- Task directions: Can you arrange every line of the data below as a Markdown table with two columns, Row and Line, numbering the rows and leaving out blank lines? Leave the pictures out of your answer.

- Material to process:
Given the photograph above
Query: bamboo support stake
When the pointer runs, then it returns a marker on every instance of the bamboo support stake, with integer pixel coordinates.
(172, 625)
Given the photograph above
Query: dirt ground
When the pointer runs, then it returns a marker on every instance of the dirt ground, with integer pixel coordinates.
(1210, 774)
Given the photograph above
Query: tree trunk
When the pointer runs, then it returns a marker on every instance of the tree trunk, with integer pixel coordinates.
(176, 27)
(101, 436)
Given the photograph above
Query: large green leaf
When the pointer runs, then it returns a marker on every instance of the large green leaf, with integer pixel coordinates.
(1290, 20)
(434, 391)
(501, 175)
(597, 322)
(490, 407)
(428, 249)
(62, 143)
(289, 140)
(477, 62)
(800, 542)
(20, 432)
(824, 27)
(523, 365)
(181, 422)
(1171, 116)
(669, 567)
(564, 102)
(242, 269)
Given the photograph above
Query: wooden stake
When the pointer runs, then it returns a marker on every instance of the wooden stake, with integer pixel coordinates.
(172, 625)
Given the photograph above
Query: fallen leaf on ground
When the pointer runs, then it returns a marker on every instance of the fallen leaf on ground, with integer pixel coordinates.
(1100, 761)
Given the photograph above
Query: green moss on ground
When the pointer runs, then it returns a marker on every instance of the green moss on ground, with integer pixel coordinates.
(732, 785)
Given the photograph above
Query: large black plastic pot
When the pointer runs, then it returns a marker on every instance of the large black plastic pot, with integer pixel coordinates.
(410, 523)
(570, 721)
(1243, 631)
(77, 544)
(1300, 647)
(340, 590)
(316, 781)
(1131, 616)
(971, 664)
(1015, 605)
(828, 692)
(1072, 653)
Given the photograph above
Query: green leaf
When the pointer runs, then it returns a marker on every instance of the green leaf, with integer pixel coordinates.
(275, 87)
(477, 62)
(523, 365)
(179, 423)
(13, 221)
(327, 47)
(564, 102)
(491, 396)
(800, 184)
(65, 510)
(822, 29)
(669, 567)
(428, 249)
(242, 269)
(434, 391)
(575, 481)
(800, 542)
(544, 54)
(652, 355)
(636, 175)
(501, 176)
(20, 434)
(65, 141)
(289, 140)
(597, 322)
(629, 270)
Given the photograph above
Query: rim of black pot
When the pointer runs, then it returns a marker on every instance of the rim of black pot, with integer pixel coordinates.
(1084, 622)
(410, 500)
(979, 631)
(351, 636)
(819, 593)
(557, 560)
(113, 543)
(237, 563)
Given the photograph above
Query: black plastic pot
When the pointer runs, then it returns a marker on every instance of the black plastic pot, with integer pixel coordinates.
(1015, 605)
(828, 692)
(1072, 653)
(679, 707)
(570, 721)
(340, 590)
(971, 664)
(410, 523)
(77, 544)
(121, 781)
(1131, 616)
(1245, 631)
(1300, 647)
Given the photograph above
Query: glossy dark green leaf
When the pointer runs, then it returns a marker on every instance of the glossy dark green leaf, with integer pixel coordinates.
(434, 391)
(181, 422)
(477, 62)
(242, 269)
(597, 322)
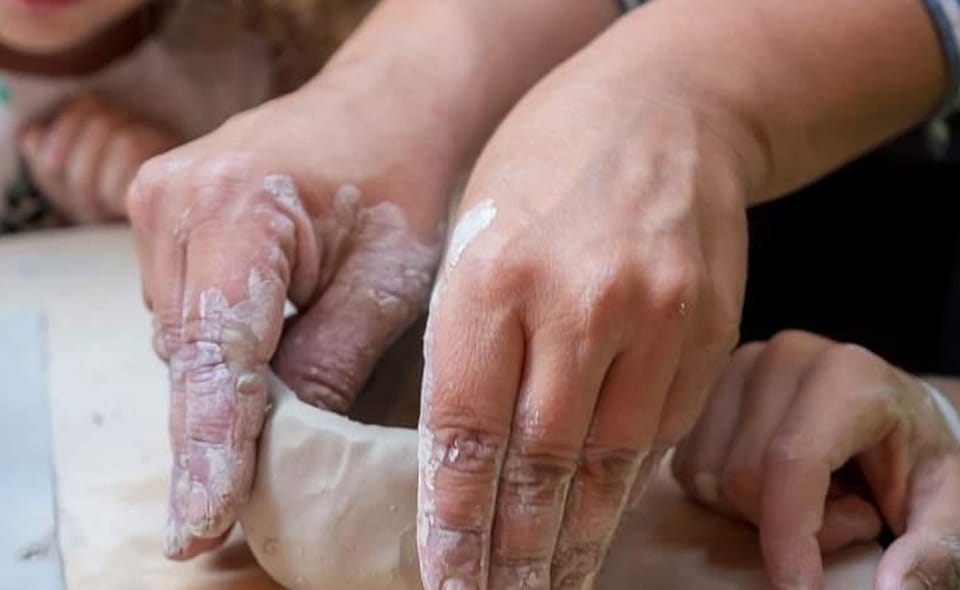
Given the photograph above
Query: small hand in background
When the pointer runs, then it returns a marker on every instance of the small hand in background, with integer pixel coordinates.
(792, 416)
(85, 157)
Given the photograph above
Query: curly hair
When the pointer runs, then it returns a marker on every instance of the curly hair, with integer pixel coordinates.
(302, 34)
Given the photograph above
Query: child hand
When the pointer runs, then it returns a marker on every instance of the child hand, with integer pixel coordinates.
(85, 157)
(785, 417)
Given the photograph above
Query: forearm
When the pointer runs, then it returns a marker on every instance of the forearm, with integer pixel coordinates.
(949, 386)
(795, 88)
(459, 66)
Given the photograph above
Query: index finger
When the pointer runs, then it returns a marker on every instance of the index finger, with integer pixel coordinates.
(216, 272)
(834, 417)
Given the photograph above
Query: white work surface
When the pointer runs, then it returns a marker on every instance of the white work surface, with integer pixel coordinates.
(109, 398)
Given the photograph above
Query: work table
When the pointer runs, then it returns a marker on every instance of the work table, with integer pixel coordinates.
(108, 406)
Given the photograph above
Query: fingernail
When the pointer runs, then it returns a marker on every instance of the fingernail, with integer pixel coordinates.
(708, 488)
(198, 509)
(174, 542)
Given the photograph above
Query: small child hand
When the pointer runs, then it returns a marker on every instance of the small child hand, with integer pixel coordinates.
(784, 419)
(85, 157)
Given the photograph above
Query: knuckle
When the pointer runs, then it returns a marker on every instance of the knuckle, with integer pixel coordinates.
(535, 479)
(223, 175)
(326, 382)
(519, 573)
(673, 289)
(683, 465)
(459, 468)
(740, 484)
(609, 470)
(788, 449)
(844, 356)
(469, 451)
(607, 295)
(784, 343)
(723, 331)
(575, 563)
(496, 279)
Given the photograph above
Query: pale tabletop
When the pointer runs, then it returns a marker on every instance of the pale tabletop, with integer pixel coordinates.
(108, 397)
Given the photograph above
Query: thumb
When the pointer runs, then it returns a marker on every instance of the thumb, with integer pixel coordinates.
(31, 140)
(922, 560)
(927, 556)
(848, 519)
(329, 351)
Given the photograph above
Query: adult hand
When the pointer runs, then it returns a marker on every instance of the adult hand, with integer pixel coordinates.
(784, 419)
(591, 293)
(85, 157)
(311, 199)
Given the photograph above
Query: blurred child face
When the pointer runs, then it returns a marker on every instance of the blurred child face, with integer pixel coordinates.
(46, 26)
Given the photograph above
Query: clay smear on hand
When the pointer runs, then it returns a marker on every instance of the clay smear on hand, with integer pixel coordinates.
(452, 557)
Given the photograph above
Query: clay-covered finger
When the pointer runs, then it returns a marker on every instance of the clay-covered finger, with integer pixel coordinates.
(927, 555)
(562, 379)
(768, 394)
(835, 416)
(217, 273)
(329, 351)
(474, 348)
(620, 438)
(848, 519)
(699, 459)
(473, 360)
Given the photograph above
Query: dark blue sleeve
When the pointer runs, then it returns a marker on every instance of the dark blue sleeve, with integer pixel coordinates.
(628, 5)
(946, 18)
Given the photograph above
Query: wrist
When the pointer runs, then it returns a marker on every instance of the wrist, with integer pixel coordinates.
(650, 82)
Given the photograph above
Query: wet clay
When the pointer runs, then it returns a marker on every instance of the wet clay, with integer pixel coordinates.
(334, 506)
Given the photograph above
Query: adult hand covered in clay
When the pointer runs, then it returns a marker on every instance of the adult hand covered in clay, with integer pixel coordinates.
(592, 289)
(85, 157)
(306, 199)
(784, 419)
(332, 197)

- Exercise answer:
| Row | Line |
|---|---|
| 1 | Given the photograph above |
| 2 | Query: bamboo support stake |
| 3 | When the pointer runs, then it returns a marker on every instance of the bamboo support stake, with integer pixel coordinates. |
| 4 | (172, 625) |
| 5 | Given the photograph above |
| 6 | Query: dirt ground |
| 7 | When the pointer runs, then it returns a marker on every instance of the dirt ground, with integer pixel coordinates. |
| 8 | (1210, 774) |
| 9 | Given the photograph above |
| 10 | Query: tree trunk |
| 11 | When the pointer runs, then it returns a marker on every instance of the tree trunk, with integer pixel coordinates. |
| 12 | (176, 27) |
| 13 | (101, 436) |
| 14 | Given the photograph above |
| 15 | Query: large green leaf |
| 16 | When the pointer runs, then it returns a marker on every instance of the large green leaf, with integer pixel coordinates. |
| 17 | (1290, 20) |
| 18 | (434, 391) |
| 19 | (501, 175) |
| 20 | (597, 322) |
| 21 | (490, 407) |
| 22 | (428, 249) |
| 23 | (62, 143) |
| 24 | (289, 140) |
| 25 | (477, 62) |
| 26 | (800, 542) |
| 27 | (20, 432) |
| 28 | (824, 27) |
| 29 | (523, 365) |
| 30 | (181, 422) |
| 31 | (1171, 116) |
| 32 | (669, 567) |
| 33 | (564, 102) |
| 34 | (242, 269) |
| 35 | Given the photograph above |
| 36 | Query: wooden stake |
| 37 | When the pointer runs, then it returns a marker on every instance of the wooden stake, with integer pixel coordinates. |
| 38 | (172, 625) |
| 39 | Given the photograph above |
| 40 | Query: fallen leaf on ground |
| 41 | When the pointer runs, then it returns a marker on every instance of the fallen leaf on ground, with integer pixel coordinates. |
| 42 | (1100, 761) |
| 43 | Given the photograph above |
| 44 | Query: green moss on ground |
| 45 | When the pointer runs, then it returns a marker on every instance of the green moss on ground, with integer pixel coordinates. |
| 46 | (732, 785) |
| 47 | Given the photograph above |
| 48 | Query: large black plastic pot |
| 49 | When the pointer runs, then it returns a marker on every instance of the large black plastic pot, with integer pixel coordinates. |
| 50 | (410, 523) |
| 51 | (570, 721) |
| 52 | (1243, 631) |
| 53 | (77, 544) |
| 54 | (1300, 647) |
| 55 | (340, 590) |
| 56 | (316, 781) |
| 57 | (1131, 616) |
| 58 | (971, 664) |
| 59 | (1015, 605) |
| 60 | (828, 692) |
| 61 | (1072, 653) |
| 62 | Given the photograph above |
| 63 | Query: green leaf |
| 64 | When the pointer runs, then it returns a marker on every instance of the green leaf, with integer pixel coordinates. |
| 65 | (275, 87) |
| 66 | (477, 62) |
| 67 | (523, 365) |
| 68 | (179, 423) |
| 69 | (13, 221) |
| 70 | (327, 47) |
| 71 | (564, 102) |
| 72 | (491, 396) |
| 73 | (800, 184) |
| 74 | (65, 510) |
| 75 | (822, 29) |
| 76 | (669, 567) |
| 77 | (428, 249) |
| 78 | (242, 269) |
| 79 | (434, 391) |
| 80 | (575, 481) |
| 81 | (800, 542) |
| 82 | (544, 54) |
| 83 | (652, 355) |
| 84 | (636, 175) |
| 85 | (501, 176) |
| 86 | (20, 434) |
| 87 | (65, 141) |
| 88 | (289, 140) |
| 89 | (597, 322) |
| 90 | (629, 270) |
| 91 | Given the photograph above |
| 92 | Query: rim of black pot |
| 93 | When the pointer runs, then it returns a marker on every instance of the rim of black pot, with integer pixel coordinates. |
| 94 | (1084, 622) |
| 95 | (410, 500) |
| 96 | (979, 631) |
| 97 | (351, 636) |
| 98 | (819, 593) |
| 99 | (557, 560) |
| 100 | (113, 543) |
| 101 | (237, 563) |
| 102 | Given the photograph above |
| 103 | Query: black plastic pot |
| 104 | When the pointer runs, then it returns a marker on every instance of the black plastic pot, with integer pixel coordinates. |
| 105 | (1015, 605) |
| 106 | (828, 692) |
| 107 | (1072, 653) |
| 108 | (679, 707) |
| 109 | (570, 721) |
| 110 | (340, 590) |
| 111 | (971, 664) |
| 112 | (410, 523) |
| 113 | (77, 544) |
| 114 | (121, 781) |
| 115 | (1131, 616) |
| 116 | (1245, 631) |
| 117 | (1300, 647) |
| 118 | Given the photograph above |
| 119 | Query: glossy dark green leaf |
| 120 | When the pointer runs, then it returns a marker on every instance of the glossy dark green leaf, with integer pixel coordinates. |
| 121 | (434, 391) |
| 122 | (181, 422) |
| 123 | (477, 62) |
| 124 | (242, 269) |
| 125 | (597, 322) |
| 126 | Given the photograph above |
| 127 | Query: small hand in background |
| 128 | When the pointer runs, then it returns a marker on every instance of the small hand in background, with integer pixel coordinates. |
| 129 | (792, 416) |
| 130 | (85, 157) |
| 131 | Given the photograph above |
| 132 | Query: curly hair |
| 133 | When the pointer runs, then it returns a marker on every instance of the curly hair, with integer pixel coordinates. |
| 134 | (302, 34) |
| 135 | Given the photograph above |
| 136 | Query: child hand |
| 137 | When the pointer runs, then it returns a marker on every instance of the child hand, with integer pixel coordinates. |
| 138 | (85, 157) |
| 139 | (785, 417) |
| 140 | Given the photograph above |
| 141 | Query: forearm |
| 142 | When the pointer runs, then it returns a marker on every instance of the forearm, with integer pixel coordinates. |
| 143 | (949, 386) |
| 144 | (795, 88) |
| 145 | (459, 66) |
| 146 | Given the photograph above |
| 147 | Query: index finger |
| 148 | When the pointer runs, then it returns a marker on every instance of the index finger, with integer pixel coordinates. |
| 149 | (216, 272) |
| 150 | (834, 417) |
| 151 | Given the photograph above |
| 152 | Query: white work surface |
| 153 | When the pointer runs, then it returns a marker on every instance of the white work surface, with integer pixel coordinates. |
| 154 | (109, 398) |
| 155 | Given the photograph above |
| 156 | Query: work table |
| 157 | When the pointer runs, then it returns a marker on every instance of the work table, with integer pixel coordinates. |
| 158 | (108, 406) |
| 159 | Given the photograph above |
| 160 | Query: fingernail |
| 161 | When the pointer runs, then it returns a marker on every instance of the fingernail, with integer pixel coordinates. |
| 162 | (708, 488) |
| 163 | (198, 509) |
| 164 | (174, 542) |
| 165 | Given the photograph above |
| 166 | Query: small child hand |
| 167 | When the pointer runs, then it returns a marker on every instance of the small child hand, with integer pixel coordinates. |
| 168 | (784, 419) |
| 169 | (85, 157) |
| 170 | Given the photograph above |
| 171 | Query: knuckle |
| 172 | When the pointer runs, then it returns a marker on every instance of the knuckle, with integer pixel coordinates. |
| 173 | (535, 479) |
| 174 | (223, 175) |
| 175 | (326, 382) |
| 176 | (519, 573) |
| 177 | (673, 289) |
| 178 | (683, 465) |
| 179 | (459, 468) |
| 180 | (740, 484) |
| 181 | (609, 470) |
| 182 | (788, 449) |
| 183 | (844, 356) |
| 184 | (469, 451) |
| 185 | (607, 295) |
| 186 | (784, 343) |
| 187 | (723, 331) |
| 188 | (575, 563) |
| 189 | (496, 279) |
| 190 | Given the photograph above |
| 191 | Query: pale tabletop |
| 192 | When the pointer runs, then it returns a marker on every instance of the pale tabletop, with integer pixel coordinates. |
| 193 | (108, 397) |
| 194 | Given the photograph above |
| 195 | Query: thumb |
| 196 | When the pointer runs, then it returns a marker on every instance of the thumb, with integer pixel coordinates. |
| 197 | (31, 140) |
| 198 | (922, 560) |
| 199 | (927, 556) |
| 200 | (848, 519) |
| 201 | (329, 351) |
| 202 | Given the photograph above |
| 203 | Query: adult hand |
| 204 | When the pointer runs, then it returns a marker on every instance of the adult hand, with integer pixel coordinates. |
| 205 | (784, 419) |
| 206 | (591, 293) |
| 207 | (85, 157) |
| 208 | (311, 199) |
| 209 | Given the photograph above |
| 210 | Query: blurred child face |
| 211 | When the pointer runs, then it returns a marker on every instance of the blurred child face, with integer pixel coordinates. |
| 212 | (46, 26) |
| 213 | Given the photograph above |
| 214 | Query: clay smear on hand |
| 215 | When the pointer runs, then it returns a marker on every instance of the clay smear on hand, with integer pixel coordinates. |
| 216 | (452, 557) |
| 217 | Given the photograph above |
| 218 | Query: clay-covered finger |
| 219 | When the pointer runs, then it returns a marker on every instance of the clay-covered finger, with integer pixel coordinates. |
| 220 | (927, 555) |
| 221 | (562, 379) |
| 222 | (768, 394) |
| 223 | (835, 416) |
| 224 | (217, 273) |
| 225 | (329, 351) |
| 226 | (474, 348) |
| 227 | (620, 438) |
| 228 | (848, 519) |
| 229 | (699, 459) |
| 230 | (473, 360) |
| 231 | Given the photograph above |
| 232 | Query: dark blue sleeve |
| 233 | When the pointer runs, then it returns a marker on every instance of the dark blue sleeve, with integer pixel coordinates. |
| 234 | (628, 5) |
| 235 | (946, 18) |
| 236 | Given the photograph above |
| 237 | Query: wrist |
| 238 | When the pointer runs, then it returns a marker on every instance of the wrist, with integer pixel coordinates. |
| 239 | (650, 82) |
| 240 | Given the photograph above |
| 241 | Query: wet clay |
| 242 | When the pointer runs, then it returns a marker on every instance of the wet clay, with integer pixel coordinates. |
| 243 | (334, 506) |
| 244 | Given the photograph above |
| 245 | Query: adult hand covered in clay |
| 246 | When the pointer runs, then it returns a marker on every instance of the adult hand covered in clay, with integer pixel coordinates. |
| 247 | (592, 289) |
| 248 | (85, 157) |
| 249 | (306, 199) |
| 250 | (784, 419) |
| 251 | (332, 197) |